Amid a labour crisis, South Korea turns to migrant workers. Why are they more likely to die on the job?

  • South Korea’s migrant programme is under scrutiny for what critics say is failure to guarantee safe working conditions
  • Changes to the labour law make it more difficult for migrants – mostly from Cambodia, Nepal, Indonesia – to transfer out of workplaces to which their visas are tied
South Korea

In Bangladesh, Ajit Roy graduated from college with a chemistry degree, hoping to become a doctor or civil servant. But a run of bad luck derailed those dreams, sending him to look for work overseas.

He wound up at a farming machinery factory in South Korea. Six days a week, over shifts as long as 12 hours, he stood in front of a rack of metal cylinders, degreasing their surfaces with paint thinner and buffing them with a handheld grinder.

It wasn’t long before he began to have trouble breathing, and after nine months on the job, he found himself unable to walk without gasping for air. A doctor diagnosed him with a deadly lung disease that testing later suggested was related to his job.

“I would go through the motions of breathing but feel like I wasn’t getting any oxygen,” said Roy, 41.

An aerial view of the industrial zone of Ansan, South Korea. Photo: Los Angeles Times/TNS

For decades, South Korea resisted admitting large numbers of immigrants, but a deepening labour shortage spurred by the world’s worst population collapse left it with little choice.

Roy and the other workers at his factory had been recruited through a programme known as the Employment Permit System, which has become the country’s most important stopgap against the crisis. The EPS, which included 370,000 workers at the end of last year, is on track to add 120,000 more this year – up from 56,000 in 2019.

Cambodia, Nepal and Indonesia send the most migrants. The vast majority work in manufacturing, where the labour shortage is most severe. The sector is expected to need an additional 300,000 workers by 2030.
########################################
*TRY IT:* Update the article on South Korea's migrant workers between "In Bangladesh, Ajit" and "for work overseas.", inclusive, so that "chemistry degree" becomes "biology degree".

*Data entries:*
########################################
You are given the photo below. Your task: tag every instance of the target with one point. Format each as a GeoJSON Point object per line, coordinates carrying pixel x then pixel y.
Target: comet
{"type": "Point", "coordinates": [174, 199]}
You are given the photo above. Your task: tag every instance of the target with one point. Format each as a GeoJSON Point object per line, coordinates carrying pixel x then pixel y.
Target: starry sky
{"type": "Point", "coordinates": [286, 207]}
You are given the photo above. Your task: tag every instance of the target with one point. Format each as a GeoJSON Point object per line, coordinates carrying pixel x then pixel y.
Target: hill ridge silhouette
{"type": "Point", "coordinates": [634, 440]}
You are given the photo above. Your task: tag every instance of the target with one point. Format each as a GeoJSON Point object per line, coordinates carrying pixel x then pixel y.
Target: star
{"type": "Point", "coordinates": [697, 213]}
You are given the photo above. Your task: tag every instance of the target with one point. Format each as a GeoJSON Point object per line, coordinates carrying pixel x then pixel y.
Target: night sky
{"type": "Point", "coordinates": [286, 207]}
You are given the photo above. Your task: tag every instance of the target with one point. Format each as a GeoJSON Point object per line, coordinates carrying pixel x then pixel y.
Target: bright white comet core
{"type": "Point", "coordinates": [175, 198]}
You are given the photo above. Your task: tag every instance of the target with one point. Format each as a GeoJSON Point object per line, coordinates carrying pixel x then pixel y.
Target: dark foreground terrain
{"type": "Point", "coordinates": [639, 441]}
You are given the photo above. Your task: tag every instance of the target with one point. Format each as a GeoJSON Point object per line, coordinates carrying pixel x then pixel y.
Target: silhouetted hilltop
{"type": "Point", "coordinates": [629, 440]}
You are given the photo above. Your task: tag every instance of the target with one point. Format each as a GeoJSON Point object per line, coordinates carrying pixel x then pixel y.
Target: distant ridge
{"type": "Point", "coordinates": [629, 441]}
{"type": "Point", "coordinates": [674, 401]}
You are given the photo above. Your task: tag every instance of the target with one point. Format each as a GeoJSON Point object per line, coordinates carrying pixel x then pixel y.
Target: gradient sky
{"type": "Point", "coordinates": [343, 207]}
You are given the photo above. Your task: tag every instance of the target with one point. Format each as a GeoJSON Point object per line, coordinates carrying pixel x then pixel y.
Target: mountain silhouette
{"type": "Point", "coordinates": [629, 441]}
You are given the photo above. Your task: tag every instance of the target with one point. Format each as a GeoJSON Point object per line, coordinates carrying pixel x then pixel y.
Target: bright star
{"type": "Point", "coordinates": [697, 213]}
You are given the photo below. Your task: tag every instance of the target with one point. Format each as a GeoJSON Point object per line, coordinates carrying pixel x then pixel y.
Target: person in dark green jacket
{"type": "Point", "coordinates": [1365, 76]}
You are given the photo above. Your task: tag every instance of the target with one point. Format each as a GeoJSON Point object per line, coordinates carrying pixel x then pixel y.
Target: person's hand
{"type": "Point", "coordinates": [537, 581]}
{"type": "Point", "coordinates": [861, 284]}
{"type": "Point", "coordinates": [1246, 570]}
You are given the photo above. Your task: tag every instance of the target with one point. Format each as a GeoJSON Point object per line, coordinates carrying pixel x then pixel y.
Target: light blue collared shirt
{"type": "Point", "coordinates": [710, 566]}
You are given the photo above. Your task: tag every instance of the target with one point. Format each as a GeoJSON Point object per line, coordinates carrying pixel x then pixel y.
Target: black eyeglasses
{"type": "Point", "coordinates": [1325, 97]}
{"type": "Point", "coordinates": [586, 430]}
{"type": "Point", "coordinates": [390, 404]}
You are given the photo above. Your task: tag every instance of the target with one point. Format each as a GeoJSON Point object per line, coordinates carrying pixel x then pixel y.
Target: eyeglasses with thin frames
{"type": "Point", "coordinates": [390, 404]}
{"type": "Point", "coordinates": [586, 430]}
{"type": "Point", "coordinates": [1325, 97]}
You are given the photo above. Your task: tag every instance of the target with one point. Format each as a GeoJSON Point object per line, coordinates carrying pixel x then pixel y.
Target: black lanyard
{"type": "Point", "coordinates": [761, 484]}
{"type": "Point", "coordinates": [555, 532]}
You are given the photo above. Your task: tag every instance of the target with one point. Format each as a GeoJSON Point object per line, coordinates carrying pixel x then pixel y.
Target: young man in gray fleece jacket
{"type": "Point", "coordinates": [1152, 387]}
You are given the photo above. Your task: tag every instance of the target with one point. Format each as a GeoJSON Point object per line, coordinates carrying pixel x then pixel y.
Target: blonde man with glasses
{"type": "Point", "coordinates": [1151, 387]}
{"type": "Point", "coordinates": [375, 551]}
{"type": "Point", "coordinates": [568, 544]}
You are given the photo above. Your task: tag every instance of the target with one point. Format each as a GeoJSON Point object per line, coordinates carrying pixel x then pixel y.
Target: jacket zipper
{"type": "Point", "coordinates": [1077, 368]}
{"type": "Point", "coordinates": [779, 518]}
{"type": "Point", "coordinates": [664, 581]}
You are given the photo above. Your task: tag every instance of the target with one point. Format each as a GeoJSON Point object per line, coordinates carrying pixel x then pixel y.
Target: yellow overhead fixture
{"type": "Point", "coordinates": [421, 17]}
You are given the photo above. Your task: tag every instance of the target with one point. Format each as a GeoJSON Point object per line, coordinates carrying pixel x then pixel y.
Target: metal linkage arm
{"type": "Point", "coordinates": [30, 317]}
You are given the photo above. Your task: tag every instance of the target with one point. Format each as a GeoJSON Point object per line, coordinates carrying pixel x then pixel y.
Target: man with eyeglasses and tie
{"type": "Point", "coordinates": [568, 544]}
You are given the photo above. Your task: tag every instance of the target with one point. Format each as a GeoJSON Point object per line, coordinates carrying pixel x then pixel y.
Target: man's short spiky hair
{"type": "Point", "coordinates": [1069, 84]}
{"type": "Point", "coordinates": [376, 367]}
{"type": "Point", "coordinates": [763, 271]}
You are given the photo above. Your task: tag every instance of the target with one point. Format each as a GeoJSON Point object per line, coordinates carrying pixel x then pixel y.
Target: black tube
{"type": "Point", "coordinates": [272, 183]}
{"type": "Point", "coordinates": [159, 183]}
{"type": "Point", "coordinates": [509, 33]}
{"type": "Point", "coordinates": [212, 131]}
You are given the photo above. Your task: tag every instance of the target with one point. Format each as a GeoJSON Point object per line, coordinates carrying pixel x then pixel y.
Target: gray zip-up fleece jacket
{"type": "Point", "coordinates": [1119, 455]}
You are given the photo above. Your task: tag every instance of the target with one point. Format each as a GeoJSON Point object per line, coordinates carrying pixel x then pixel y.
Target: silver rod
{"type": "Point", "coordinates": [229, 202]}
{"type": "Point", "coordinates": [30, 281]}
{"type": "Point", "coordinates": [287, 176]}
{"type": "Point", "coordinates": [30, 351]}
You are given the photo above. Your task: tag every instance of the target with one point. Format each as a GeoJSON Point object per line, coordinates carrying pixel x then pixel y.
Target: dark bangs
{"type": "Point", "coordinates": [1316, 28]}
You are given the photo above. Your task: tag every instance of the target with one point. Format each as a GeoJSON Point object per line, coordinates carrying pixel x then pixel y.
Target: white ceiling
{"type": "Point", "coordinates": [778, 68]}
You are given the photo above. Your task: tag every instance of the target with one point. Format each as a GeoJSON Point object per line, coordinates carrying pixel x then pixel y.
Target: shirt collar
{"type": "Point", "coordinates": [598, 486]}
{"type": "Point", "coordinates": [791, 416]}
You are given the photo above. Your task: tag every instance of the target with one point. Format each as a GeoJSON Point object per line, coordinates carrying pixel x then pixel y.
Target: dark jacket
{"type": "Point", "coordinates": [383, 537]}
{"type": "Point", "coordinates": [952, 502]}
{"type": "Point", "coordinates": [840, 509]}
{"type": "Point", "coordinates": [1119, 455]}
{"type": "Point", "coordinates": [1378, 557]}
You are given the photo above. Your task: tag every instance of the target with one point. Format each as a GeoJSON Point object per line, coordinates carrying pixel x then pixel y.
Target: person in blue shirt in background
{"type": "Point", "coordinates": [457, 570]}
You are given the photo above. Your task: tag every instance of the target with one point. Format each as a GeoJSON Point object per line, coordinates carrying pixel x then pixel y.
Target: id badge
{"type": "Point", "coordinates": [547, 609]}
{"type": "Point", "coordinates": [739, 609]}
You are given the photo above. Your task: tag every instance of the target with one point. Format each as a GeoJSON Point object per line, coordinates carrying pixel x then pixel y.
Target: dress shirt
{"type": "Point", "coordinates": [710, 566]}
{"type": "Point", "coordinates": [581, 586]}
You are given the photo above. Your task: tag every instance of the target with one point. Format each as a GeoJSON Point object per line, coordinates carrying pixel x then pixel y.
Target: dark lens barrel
########################################
*COMPLETED TASK:*
In Bangladesh, Ajit Roy graduated from college with a biology degree, hoping to become a doctor or civil servant. But a run of bad luck derailed those dreams, sending him to look for work overseas.